**What is being asked:** Across the records, how many lines contain "combination"? Answer with the number alone.

**Study material:**
*****

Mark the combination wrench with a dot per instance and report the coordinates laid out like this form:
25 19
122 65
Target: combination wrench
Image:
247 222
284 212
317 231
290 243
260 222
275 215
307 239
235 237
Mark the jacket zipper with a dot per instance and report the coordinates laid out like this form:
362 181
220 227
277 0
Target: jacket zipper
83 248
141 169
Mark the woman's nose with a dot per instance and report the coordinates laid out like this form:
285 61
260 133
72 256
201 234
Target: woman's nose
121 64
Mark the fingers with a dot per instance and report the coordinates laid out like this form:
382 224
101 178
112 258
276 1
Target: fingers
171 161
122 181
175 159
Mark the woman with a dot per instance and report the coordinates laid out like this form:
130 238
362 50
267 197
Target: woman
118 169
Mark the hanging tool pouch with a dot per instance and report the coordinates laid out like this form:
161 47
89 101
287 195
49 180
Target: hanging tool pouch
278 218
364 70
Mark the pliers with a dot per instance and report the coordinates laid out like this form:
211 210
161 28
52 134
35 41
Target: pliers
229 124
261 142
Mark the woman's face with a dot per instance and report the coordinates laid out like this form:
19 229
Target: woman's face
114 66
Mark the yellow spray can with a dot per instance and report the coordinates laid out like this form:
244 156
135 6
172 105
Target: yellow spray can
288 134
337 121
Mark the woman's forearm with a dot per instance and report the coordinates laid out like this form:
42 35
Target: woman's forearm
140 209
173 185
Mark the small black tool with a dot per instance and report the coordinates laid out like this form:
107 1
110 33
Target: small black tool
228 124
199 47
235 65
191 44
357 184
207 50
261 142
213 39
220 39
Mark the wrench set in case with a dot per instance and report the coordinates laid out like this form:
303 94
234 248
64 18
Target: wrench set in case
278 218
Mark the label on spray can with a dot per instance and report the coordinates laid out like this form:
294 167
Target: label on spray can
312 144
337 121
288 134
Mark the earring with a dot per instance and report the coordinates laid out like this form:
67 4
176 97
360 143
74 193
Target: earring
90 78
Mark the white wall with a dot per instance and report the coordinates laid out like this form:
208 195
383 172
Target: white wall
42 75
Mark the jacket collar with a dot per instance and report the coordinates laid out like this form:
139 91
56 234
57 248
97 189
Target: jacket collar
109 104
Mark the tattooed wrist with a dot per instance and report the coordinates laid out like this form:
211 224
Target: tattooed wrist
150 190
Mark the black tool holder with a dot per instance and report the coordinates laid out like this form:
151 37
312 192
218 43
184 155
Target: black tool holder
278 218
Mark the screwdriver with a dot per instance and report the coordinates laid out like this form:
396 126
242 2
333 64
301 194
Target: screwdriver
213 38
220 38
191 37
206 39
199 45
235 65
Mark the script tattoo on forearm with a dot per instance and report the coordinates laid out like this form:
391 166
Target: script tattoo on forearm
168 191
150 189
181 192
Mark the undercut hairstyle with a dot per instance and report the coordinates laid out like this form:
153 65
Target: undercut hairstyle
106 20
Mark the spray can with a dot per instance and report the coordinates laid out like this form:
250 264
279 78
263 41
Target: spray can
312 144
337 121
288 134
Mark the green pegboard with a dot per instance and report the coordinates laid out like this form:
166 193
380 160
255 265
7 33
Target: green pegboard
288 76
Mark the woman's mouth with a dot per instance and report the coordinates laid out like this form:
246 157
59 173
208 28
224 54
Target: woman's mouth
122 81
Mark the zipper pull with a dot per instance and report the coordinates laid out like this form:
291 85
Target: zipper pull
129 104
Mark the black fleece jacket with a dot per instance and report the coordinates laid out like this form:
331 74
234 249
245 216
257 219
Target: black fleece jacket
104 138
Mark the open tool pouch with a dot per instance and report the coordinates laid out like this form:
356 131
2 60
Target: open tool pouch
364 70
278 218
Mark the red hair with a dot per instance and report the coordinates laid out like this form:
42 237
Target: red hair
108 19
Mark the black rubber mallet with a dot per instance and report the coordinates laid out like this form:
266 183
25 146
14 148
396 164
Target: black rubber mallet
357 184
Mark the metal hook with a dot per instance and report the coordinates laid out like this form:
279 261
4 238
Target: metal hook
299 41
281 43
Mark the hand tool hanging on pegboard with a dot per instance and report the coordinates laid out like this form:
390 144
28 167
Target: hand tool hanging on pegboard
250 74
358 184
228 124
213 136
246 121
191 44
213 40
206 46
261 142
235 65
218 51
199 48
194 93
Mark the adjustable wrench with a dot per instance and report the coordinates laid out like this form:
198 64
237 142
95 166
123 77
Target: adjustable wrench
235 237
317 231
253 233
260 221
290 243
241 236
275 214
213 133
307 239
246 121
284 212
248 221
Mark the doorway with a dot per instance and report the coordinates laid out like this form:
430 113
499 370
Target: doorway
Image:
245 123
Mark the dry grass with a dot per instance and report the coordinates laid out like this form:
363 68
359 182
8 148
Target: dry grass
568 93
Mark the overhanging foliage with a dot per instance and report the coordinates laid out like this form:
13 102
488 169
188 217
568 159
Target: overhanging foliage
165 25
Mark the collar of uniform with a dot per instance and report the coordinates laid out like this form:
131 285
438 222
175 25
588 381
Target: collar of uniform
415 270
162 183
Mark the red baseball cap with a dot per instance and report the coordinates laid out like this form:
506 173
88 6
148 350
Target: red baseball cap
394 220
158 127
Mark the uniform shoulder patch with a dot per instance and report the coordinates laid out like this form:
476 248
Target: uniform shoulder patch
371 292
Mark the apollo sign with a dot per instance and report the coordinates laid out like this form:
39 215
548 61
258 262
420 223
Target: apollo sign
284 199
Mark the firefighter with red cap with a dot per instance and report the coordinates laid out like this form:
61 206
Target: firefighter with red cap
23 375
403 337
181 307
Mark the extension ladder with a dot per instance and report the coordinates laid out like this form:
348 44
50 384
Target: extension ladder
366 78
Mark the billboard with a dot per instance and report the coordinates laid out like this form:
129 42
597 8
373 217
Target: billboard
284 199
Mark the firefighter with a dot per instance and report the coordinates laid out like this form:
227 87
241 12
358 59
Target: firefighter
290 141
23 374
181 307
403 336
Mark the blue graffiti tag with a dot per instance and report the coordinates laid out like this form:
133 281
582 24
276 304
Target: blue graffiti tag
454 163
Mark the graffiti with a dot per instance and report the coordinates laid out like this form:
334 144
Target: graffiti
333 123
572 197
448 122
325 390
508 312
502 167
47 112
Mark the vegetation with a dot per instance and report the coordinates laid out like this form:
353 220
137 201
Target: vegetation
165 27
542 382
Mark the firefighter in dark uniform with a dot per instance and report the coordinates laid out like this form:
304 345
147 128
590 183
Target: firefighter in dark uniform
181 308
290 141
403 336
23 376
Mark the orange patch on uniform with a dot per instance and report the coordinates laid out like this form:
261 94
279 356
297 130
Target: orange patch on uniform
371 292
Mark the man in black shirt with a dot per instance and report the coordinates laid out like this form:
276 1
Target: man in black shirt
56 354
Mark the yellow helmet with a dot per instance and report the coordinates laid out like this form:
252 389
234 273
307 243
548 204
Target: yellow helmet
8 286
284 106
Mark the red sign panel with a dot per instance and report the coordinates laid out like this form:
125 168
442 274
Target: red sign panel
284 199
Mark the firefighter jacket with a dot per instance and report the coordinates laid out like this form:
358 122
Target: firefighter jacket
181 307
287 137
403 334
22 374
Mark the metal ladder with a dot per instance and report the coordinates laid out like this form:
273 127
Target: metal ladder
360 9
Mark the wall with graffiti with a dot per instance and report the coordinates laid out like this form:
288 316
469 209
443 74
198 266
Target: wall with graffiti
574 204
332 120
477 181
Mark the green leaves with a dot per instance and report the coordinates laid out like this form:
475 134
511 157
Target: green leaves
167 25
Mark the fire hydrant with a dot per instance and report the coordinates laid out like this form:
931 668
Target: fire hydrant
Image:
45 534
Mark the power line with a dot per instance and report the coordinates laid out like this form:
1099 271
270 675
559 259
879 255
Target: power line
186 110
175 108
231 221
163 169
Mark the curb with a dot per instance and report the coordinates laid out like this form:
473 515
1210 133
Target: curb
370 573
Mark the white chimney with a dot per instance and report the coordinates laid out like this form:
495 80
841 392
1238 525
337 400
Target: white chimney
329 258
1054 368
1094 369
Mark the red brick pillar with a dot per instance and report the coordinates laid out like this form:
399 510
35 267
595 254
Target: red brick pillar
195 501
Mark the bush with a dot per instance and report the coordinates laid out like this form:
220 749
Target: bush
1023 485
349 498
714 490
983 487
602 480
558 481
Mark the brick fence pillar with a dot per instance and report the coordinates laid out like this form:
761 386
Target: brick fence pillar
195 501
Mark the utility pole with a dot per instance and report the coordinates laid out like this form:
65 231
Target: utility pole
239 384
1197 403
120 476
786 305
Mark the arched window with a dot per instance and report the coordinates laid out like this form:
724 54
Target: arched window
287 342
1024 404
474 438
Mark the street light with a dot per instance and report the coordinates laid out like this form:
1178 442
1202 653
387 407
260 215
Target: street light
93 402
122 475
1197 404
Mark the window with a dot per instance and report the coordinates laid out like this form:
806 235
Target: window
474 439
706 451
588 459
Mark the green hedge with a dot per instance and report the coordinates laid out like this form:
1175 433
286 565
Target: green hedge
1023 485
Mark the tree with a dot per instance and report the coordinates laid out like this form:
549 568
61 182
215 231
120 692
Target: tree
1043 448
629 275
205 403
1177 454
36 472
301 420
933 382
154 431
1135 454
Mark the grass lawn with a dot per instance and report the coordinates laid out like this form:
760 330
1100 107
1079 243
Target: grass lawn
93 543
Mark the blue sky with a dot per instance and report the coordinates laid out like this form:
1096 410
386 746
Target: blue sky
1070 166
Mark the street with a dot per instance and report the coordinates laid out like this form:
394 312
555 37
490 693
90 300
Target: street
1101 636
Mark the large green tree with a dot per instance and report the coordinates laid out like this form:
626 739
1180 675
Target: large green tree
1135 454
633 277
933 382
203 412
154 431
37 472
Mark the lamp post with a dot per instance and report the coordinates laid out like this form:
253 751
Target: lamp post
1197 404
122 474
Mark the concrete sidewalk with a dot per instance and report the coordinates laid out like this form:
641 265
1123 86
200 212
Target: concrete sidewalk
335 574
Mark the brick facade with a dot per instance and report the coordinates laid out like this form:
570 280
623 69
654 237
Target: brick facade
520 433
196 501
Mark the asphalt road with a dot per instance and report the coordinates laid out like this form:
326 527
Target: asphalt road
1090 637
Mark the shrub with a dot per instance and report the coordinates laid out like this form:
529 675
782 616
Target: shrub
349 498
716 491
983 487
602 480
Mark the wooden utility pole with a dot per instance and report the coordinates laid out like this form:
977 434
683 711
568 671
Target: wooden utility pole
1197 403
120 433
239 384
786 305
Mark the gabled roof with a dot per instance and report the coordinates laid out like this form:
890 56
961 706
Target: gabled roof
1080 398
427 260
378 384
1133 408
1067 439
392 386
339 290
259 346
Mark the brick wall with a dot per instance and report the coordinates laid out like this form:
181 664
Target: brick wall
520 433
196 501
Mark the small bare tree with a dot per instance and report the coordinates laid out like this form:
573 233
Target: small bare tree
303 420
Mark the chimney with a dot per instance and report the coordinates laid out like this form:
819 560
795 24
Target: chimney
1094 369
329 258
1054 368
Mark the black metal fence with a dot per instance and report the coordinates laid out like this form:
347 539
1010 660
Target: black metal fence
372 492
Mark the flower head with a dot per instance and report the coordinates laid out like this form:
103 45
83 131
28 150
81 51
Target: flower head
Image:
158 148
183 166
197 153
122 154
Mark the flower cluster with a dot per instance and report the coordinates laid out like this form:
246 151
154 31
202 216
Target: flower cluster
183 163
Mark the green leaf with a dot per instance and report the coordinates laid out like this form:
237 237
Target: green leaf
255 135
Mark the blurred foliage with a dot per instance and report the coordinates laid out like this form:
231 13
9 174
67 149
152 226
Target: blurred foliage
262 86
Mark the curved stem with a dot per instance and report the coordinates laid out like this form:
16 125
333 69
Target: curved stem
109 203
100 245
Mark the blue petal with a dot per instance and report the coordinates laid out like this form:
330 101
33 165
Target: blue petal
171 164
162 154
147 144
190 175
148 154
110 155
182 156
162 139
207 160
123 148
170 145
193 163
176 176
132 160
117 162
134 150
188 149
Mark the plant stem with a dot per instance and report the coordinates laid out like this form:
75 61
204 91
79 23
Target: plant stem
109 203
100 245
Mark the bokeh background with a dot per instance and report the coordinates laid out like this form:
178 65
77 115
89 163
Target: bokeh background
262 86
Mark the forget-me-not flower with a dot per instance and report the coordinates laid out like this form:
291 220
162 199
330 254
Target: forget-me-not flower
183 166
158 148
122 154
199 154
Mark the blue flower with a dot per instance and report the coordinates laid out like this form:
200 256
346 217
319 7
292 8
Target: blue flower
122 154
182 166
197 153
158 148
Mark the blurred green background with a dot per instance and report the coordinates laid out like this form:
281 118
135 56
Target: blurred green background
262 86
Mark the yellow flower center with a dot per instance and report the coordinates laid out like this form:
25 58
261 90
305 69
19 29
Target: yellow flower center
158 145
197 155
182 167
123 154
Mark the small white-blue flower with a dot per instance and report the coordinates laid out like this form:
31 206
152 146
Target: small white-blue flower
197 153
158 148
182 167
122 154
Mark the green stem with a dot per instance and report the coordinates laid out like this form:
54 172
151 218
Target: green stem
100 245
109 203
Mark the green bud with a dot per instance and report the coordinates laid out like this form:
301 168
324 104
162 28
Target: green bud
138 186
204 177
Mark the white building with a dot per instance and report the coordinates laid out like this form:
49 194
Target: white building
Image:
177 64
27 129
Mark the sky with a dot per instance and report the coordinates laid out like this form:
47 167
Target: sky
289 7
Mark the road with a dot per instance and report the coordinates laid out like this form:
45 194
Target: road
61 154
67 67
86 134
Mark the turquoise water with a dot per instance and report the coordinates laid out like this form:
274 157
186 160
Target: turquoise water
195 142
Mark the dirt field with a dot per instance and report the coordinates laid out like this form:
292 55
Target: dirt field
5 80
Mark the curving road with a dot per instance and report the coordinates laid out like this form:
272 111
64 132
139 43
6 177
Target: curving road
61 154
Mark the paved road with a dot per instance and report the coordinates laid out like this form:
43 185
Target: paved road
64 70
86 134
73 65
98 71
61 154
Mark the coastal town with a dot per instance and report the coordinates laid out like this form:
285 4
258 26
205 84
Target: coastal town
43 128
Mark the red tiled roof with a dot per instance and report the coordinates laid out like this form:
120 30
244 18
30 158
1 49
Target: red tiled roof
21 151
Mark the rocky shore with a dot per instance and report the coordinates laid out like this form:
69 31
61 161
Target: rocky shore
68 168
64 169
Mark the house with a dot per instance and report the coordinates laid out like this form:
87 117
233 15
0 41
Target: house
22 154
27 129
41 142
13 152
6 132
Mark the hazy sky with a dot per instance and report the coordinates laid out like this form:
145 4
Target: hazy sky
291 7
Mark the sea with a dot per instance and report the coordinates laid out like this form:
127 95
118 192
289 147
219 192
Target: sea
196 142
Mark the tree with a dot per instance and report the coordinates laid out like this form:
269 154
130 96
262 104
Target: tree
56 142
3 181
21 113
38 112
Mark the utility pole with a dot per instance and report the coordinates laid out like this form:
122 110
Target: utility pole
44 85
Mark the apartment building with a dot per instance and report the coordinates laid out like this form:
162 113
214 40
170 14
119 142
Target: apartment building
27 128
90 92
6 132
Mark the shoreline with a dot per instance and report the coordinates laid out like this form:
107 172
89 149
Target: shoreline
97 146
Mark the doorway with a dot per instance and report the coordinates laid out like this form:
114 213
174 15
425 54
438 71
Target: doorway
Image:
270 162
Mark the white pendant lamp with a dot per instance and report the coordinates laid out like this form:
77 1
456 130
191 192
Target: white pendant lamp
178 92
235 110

*****

**Worked solution:** 2